Problem requirements:
Search the data below for the word "coordinates" and copy each line that holds it.

Provided records:
____________________
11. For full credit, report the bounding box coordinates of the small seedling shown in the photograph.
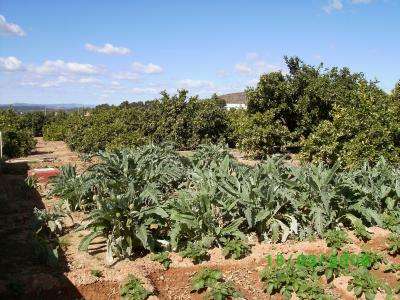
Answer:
[354,223,371,242]
[119,274,152,300]
[311,257,349,283]
[347,269,383,300]
[90,269,103,278]
[25,175,37,190]
[191,268,242,300]
[180,241,210,264]
[394,283,400,294]
[382,212,400,233]
[324,230,350,250]
[221,237,250,259]
[386,233,400,256]
[58,237,70,249]
[191,268,222,292]
[33,207,68,236]
[360,248,388,270]
[383,263,400,273]
[260,266,308,300]
[204,281,243,300]
[296,280,334,300]
[150,251,172,269]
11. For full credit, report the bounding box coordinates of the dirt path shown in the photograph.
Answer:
[7,137,84,170]
[0,139,398,300]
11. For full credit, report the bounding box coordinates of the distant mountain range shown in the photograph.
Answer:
[0,103,92,112]
[1,93,247,113]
____________________
Expected answer:
11. For full credit, report the bounding box coordinates of the small seedling shown in the photograph.
11. For full credit, report the bounding box coordinates of the dirt path shown in the photograph.
11. For full credit, report the bounding box coordinates of the distant mountain range shown in the photograph.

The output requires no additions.